Your copy should contain exactly the lines from the one that holds "Could you please tag every instance of the green hillside" through the end of the material, reproduced as written, with no pictures.

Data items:
"""

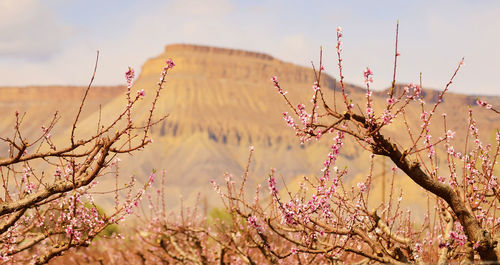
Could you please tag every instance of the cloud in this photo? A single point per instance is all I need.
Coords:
(29, 30)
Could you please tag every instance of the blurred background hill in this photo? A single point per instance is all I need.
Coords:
(221, 101)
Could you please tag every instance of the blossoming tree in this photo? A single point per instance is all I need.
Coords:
(327, 220)
(47, 205)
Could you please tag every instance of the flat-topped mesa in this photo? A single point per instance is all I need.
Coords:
(205, 62)
(216, 50)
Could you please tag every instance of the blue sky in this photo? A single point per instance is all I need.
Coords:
(54, 41)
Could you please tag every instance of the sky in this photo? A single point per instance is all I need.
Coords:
(54, 42)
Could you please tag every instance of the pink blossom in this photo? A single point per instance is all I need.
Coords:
(450, 134)
(170, 64)
(368, 75)
(483, 104)
(141, 93)
(129, 76)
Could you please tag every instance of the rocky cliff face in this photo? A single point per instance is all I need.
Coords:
(221, 101)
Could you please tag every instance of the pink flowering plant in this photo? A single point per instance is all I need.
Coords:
(327, 220)
(48, 204)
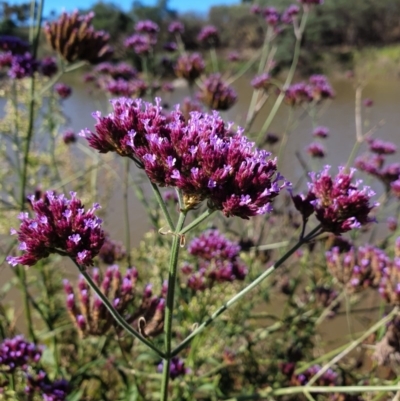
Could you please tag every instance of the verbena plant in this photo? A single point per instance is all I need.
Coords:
(196, 311)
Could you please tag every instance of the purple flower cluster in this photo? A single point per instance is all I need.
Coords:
(57, 390)
(176, 369)
(176, 27)
(18, 353)
(262, 81)
(338, 204)
(316, 149)
(60, 225)
(64, 91)
(208, 35)
(316, 90)
(359, 268)
(217, 260)
(216, 94)
(202, 157)
(91, 317)
(189, 66)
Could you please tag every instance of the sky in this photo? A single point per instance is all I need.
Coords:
(199, 6)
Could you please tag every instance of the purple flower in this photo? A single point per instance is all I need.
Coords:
(176, 369)
(147, 26)
(64, 91)
(69, 136)
(216, 94)
(176, 27)
(262, 81)
(316, 149)
(54, 228)
(381, 147)
(23, 66)
(48, 66)
(321, 132)
(339, 204)
(208, 35)
(189, 66)
(290, 14)
(18, 353)
(204, 149)
(13, 44)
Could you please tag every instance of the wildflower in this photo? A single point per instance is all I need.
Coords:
(316, 149)
(381, 147)
(321, 132)
(48, 66)
(208, 35)
(74, 38)
(23, 66)
(368, 102)
(339, 205)
(64, 91)
(56, 390)
(111, 251)
(18, 353)
(69, 136)
(147, 26)
(395, 187)
(290, 14)
(91, 317)
(359, 268)
(13, 45)
(217, 260)
(216, 94)
(202, 157)
(176, 27)
(60, 225)
(189, 67)
(176, 369)
(262, 81)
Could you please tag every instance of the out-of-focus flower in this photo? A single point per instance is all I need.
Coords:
(23, 66)
(176, 27)
(321, 132)
(201, 156)
(359, 268)
(13, 44)
(91, 317)
(395, 187)
(56, 390)
(262, 81)
(316, 149)
(216, 94)
(74, 38)
(338, 204)
(176, 369)
(208, 35)
(64, 91)
(18, 353)
(189, 66)
(111, 251)
(147, 26)
(217, 260)
(381, 147)
(368, 102)
(60, 225)
(69, 137)
(48, 66)
(290, 14)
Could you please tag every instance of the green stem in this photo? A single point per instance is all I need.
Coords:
(114, 313)
(244, 292)
(289, 78)
(197, 221)
(172, 273)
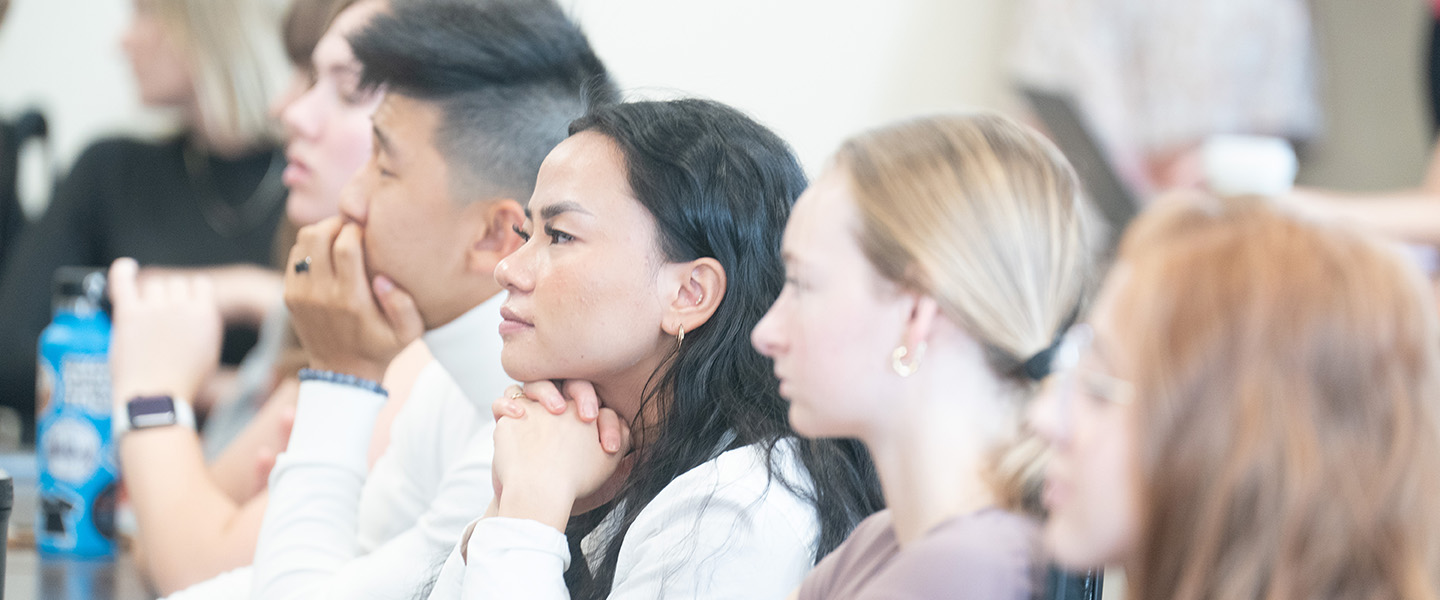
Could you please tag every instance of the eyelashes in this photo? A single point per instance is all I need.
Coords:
(556, 236)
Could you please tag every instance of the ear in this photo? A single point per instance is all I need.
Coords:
(920, 324)
(494, 233)
(693, 292)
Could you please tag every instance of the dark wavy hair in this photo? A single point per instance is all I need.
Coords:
(719, 186)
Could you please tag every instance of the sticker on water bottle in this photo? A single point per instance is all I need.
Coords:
(72, 451)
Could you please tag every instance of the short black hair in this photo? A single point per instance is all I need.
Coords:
(509, 76)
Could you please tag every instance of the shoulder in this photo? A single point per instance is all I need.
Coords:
(987, 554)
(866, 550)
(121, 150)
(738, 487)
(115, 158)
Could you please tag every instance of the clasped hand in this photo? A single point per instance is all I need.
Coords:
(556, 452)
(347, 323)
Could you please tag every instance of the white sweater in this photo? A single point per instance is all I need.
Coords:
(330, 530)
(722, 530)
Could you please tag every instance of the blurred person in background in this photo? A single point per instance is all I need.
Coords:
(1155, 78)
(929, 274)
(209, 194)
(471, 69)
(195, 520)
(1250, 413)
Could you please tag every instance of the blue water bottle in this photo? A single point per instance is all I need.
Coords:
(77, 456)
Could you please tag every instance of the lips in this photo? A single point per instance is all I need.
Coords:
(513, 323)
(1057, 491)
(295, 171)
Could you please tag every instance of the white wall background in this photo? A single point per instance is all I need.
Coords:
(812, 69)
(815, 71)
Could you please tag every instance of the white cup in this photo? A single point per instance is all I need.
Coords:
(1249, 164)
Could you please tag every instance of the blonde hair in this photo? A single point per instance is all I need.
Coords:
(238, 62)
(985, 216)
(1286, 376)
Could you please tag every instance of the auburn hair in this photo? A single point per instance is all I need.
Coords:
(1286, 380)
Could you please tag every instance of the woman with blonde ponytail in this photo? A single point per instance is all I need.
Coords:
(928, 276)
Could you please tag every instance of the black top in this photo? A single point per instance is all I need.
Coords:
(159, 203)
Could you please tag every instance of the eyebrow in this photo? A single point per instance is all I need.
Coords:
(380, 141)
(560, 207)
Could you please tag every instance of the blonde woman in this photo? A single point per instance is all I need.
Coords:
(210, 194)
(1250, 413)
(928, 275)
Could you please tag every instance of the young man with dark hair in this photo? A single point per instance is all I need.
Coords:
(475, 95)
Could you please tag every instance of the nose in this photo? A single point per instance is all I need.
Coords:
(297, 114)
(516, 272)
(354, 196)
(278, 108)
(766, 335)
(1047, 412)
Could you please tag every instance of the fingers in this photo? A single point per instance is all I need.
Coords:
(123, 287)
(582, 393)
(506, 406)
(399, 308)
(347, 258)
(313, 242)
(547, 394)
(614, 432)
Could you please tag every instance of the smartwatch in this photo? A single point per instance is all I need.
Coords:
(144, 412)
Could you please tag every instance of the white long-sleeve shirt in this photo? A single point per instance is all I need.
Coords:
(334, 531)
(722, 530)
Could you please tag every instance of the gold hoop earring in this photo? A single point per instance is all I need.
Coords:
(902, 366)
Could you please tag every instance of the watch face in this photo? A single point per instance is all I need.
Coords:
(151, 412)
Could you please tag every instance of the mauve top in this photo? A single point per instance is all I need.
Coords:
(987, 554)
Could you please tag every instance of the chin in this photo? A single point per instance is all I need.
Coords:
(301, 212)
(519, 366)
(804, 422)
(1070, 548)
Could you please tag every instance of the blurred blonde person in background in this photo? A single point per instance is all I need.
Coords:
(209, 194)
(928, 275)
(1250, 413)
(193, 527)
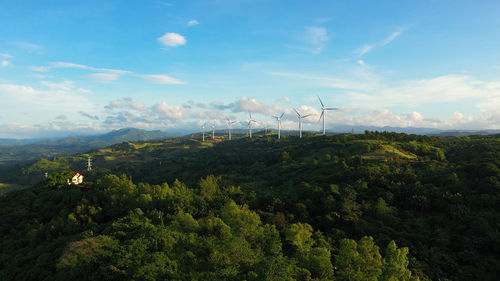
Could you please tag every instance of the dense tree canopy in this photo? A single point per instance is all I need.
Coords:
(322, 208)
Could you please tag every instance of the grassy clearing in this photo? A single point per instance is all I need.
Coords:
(402, 154)
(9, 187)
(388, 151)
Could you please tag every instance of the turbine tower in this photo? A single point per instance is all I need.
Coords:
(300, 121)
(203, 130)
(250, 124)
(324, 109)
(278, 118)
(230, 127)
(213, 131)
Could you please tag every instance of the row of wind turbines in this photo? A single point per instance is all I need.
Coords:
(230, 123)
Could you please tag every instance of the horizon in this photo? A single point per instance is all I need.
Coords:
(93, 67)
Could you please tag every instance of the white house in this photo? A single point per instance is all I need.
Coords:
(76, 179)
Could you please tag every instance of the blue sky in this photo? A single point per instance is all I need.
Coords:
(71, 67)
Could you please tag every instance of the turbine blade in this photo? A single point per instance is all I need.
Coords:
(321, 102)
(321, 116)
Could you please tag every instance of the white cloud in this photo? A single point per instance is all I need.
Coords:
(169, 112)
(31, 106)
(171, 39)
(314, 39)
(162, 79)
(391, 37)
(40, 68)
(66, 85)
(86, 67)
(30, 47)
(103, 77)
(325, 81)
(138, 106)
(370, 47)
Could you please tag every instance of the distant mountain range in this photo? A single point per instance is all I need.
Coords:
(13, 151)
(359, 129)
(19, 151)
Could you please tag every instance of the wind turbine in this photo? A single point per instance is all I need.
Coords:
(324, 109)
(230, 126)
(250, 124)
(279, 124)
(300, 121)
(203, 129)
(213, 131)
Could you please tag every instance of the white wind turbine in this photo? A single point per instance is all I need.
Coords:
(213, 131)
(250, 124)
(278, 118)
(203, 130)
(324, 109)
(230, 127)
(300, 121)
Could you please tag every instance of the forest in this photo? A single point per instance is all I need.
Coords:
(373, 206)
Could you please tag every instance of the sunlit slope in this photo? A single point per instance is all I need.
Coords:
(243, 158)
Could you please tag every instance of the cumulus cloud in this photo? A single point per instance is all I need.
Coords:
(90, 116)
(39, 68)
(386, 41)
(42, 105)
(317, 36)
(162, 79)
(103, 77)
(138, 106)
(169, 112)
(65, 85)
(29, 47)
(313, 39)
(171, 39)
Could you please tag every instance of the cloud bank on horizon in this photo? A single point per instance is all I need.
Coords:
(413, 68)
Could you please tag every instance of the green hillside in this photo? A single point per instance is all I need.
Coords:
(25, 151)
(317, 208)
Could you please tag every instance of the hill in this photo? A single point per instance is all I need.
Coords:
(438, 197)
(23, 151)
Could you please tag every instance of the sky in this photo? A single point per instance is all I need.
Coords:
(84, 67)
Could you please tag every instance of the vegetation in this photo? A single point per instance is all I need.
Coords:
(377, 206)
(24, 151)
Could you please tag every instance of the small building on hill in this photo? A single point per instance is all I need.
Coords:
(76, 179)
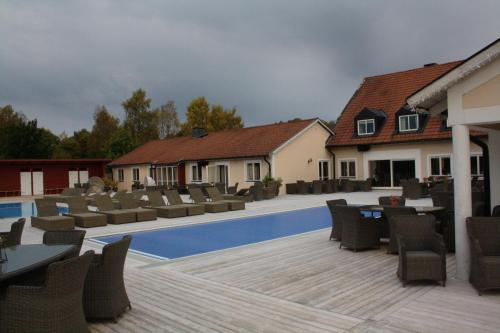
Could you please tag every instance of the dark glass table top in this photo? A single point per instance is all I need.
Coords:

"""

- **Expected answer**
Could you please tag every instance of the green hillside in this photo? A single point per instance is all I need.
Coords:
(25, 151)
(317, 208)
Could you please tag every instance of the hill in this photo? A single point per instance is all I need.
Coords:
(438, 197)
(23, 151)
Could you please tag every instance of the sky in this photo? A single point per instance is all I need.
Coords:
(84, 67)
Could you please tag every instance of the vegetation in this photo? A single point per instance is all I need.
Coords:
(377, 206)
(24, 151)
Could you please tag every instance of the small building on hill in this photo? A single point per instance is all I need.
Coords:
(76, 179)
Could you please tag every instance of the dark glass table top in this photo? A single point per instance is all I need.
Coords:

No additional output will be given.